EXERCISE TEXT Start Marker
This program should be invoked by typing, for example, negpos negpos.param, where the second item refers to the parameter file. This file consists of 4 lines as follows:

-------------begin-----------------
FamSc13.het
    2       Line 2: number of interruptions allowed
 1000       Line 3: number of top ranked variants to print
FamSc13.het.negpos

=== Parameter file for negpos program ===
For the convenience of the user, this file is
routinely written by the prophet program but it
may be modified by the user if desired.

Line 1
 Complete input file name (output of prophet program).
 No text after this name!

Line 2
 Number of interruptions allowed in neg-pos sequence
 so that, for example, a sequence if - signs can contain
 a + sign and still count as a sequence os minuses.

Line 3
 Number of top ranked neg-pos sequences to be output
 when the disease variant is unknown. This number has
 no effect when the disease variant is known.

Line 4
 Output file name. If blank, the output file name will be
 line 1 appended with ".negpos".
--------------end------------------

The program produces an output file called, in this case, FamSc13.het.negpos. It contains one RIH per line. Below is a description of this file for the given data.

FamSc13.het.negpos output file

The column headings in this file have the following meaning:

chrom      chromosome number for given RIH
start      start bp position of RIH
end        end bp position of RIH
LENbp      length in bp of RIH
bp_Hmax    the bp position at which negative d values change to 
           positive d values (not necessarily in the middle of
           the RIH), i.e. at Hmax.
Hmax       maximum H value in the given neg-pos sequence (at "bp_Hmax")
dis        the line containing the disease variant will be flagged
           with the word “dis”. This column is missing when the
           disease variant is unknown.

These Hmax values (one per RIH) are indicative of pathogenic dominant trait variants at or near bp_Hmax, within the given RIH.

Both programs also write log files containing information about the completed run. If the disease variant is unknown, the negpos program will also write a file called, in this case, FamSc13.het.negpos.res, containing variants ranked by four different criteria (see next section).
EXERCISE TEXT End Marker
DATASET Start Marker
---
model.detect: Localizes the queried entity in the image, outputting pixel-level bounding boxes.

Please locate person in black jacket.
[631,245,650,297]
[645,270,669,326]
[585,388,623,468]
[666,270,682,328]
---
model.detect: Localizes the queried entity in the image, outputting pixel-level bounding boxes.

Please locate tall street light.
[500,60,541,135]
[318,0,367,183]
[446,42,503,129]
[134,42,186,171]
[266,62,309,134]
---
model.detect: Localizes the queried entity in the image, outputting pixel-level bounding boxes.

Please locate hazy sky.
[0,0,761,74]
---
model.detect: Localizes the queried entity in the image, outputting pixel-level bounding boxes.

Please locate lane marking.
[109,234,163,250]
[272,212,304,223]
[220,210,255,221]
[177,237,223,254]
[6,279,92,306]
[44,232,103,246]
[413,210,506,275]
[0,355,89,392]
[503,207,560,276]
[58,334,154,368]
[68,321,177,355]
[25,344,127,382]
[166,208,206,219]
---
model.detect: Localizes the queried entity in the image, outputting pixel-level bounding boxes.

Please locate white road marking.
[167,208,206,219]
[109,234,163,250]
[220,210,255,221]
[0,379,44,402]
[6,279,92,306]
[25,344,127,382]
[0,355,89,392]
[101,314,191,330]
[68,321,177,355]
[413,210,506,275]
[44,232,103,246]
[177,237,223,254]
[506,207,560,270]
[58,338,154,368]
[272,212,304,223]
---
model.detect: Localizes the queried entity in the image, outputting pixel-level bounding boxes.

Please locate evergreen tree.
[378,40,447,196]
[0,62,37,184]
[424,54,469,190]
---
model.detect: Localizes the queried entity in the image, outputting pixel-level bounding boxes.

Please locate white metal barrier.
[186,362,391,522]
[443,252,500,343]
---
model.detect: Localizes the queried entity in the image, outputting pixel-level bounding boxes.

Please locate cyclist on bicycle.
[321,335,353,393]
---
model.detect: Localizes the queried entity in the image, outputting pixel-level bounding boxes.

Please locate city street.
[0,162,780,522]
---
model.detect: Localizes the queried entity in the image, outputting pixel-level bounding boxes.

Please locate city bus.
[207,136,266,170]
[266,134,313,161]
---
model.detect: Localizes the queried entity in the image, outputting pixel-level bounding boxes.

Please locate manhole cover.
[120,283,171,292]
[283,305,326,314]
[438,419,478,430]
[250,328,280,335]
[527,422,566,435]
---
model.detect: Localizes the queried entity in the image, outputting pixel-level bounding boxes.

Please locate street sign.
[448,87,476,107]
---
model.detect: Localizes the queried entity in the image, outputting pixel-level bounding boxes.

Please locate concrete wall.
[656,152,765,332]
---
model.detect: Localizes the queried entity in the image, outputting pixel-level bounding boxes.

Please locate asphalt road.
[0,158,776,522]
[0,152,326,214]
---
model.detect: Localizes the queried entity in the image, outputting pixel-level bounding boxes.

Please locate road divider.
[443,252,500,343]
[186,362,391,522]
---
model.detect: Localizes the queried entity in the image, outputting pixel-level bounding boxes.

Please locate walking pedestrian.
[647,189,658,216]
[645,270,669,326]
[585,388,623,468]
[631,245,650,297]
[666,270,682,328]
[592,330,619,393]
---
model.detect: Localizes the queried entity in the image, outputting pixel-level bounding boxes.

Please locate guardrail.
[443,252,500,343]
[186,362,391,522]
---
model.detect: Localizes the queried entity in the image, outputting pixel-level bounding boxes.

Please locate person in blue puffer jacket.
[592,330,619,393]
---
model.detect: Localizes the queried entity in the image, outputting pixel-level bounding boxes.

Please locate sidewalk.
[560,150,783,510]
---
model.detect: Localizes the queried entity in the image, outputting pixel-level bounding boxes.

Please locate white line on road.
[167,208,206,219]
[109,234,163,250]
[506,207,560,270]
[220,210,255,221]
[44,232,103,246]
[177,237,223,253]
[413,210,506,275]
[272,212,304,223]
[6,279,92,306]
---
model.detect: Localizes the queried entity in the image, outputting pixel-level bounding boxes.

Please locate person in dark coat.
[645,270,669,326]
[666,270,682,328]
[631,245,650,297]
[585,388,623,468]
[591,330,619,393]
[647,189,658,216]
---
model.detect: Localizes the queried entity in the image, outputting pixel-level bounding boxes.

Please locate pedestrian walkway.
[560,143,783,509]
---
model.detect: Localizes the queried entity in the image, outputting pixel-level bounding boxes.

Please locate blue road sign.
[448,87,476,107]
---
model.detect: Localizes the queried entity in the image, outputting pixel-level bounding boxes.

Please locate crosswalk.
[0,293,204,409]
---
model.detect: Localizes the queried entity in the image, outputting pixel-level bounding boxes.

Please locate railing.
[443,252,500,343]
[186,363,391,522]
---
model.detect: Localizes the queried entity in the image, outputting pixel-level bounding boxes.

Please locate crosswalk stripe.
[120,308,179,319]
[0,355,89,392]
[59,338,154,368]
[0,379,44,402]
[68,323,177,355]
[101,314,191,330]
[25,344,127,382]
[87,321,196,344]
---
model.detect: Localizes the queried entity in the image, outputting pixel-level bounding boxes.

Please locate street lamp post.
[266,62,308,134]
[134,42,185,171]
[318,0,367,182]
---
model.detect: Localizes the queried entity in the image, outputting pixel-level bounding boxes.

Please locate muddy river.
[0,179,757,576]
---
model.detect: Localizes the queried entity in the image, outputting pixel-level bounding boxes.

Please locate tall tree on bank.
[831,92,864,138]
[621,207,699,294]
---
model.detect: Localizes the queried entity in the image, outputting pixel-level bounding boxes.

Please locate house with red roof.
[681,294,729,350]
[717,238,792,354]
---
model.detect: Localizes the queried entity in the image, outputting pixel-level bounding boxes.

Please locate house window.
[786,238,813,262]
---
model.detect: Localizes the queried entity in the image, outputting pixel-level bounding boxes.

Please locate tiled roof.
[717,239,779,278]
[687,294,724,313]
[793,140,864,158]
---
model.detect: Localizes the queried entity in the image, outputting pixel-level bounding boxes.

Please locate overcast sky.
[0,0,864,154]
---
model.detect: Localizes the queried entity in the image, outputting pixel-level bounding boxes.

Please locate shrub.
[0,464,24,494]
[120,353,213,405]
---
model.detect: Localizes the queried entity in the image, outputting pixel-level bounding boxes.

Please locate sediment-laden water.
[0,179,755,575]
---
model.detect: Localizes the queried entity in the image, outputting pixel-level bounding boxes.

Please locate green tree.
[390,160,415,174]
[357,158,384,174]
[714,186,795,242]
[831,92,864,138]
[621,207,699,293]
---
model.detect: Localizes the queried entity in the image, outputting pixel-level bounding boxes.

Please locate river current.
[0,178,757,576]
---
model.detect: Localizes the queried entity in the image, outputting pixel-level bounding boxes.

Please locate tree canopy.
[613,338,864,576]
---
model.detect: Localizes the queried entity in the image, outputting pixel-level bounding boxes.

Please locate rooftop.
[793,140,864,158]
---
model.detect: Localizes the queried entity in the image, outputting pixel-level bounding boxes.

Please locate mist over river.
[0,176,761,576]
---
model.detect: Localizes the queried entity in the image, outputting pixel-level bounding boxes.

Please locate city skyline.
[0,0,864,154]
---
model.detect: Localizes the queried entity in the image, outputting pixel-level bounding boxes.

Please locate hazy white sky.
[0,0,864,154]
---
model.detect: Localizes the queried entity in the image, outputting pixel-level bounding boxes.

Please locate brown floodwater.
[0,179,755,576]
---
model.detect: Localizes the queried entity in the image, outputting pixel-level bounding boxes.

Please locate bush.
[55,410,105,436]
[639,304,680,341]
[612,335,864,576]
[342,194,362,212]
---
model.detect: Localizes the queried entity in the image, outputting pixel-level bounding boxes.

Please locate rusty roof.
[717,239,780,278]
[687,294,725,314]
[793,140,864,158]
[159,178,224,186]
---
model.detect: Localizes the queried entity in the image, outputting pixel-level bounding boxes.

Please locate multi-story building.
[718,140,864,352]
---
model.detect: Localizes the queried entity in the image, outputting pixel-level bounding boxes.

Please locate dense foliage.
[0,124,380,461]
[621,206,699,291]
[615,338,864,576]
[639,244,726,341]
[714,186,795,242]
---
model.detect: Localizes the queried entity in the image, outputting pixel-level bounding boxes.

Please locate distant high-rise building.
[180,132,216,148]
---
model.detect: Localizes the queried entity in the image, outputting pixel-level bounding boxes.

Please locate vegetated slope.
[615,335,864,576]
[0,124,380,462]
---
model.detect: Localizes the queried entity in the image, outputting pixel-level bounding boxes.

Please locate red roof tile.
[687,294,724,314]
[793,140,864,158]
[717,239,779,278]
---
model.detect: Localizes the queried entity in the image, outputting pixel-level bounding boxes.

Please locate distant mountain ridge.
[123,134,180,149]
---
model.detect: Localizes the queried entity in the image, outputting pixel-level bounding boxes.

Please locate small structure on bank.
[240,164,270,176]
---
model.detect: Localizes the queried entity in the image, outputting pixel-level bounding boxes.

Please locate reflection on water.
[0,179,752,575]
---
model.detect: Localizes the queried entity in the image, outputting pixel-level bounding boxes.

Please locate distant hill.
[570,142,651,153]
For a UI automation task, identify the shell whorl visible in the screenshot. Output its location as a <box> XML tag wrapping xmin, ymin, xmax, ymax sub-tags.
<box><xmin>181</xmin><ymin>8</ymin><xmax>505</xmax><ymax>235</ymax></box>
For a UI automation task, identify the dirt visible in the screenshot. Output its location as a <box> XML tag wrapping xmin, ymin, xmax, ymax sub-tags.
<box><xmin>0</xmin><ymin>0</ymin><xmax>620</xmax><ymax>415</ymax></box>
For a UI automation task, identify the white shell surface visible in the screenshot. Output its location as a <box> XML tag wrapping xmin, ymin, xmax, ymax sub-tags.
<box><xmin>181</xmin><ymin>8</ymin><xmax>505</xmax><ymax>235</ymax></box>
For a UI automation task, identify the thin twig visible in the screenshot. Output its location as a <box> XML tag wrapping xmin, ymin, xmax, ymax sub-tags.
DATASET End Marker
From the negpos program text, copy word for word the passage that begins at "This program should" and stops after "user if desired.".

§ THE COMPLETED TASK
This program should be invoked by typing, for example, negpos negpos.param, where the second item refers to the parameter file. This file consists of 4 lines as follows:

-------------begin-----------------
FamSc13.het
    2       Line 2: number of interruptions allowed
 1000       Line 3: number of top ranked variants to print
FamSc13.het.negpos

=== Parameter file for negpos program ===
For the convenience of the user, this file is
routinely written by the prophet program but it
may be modified by the user if desired.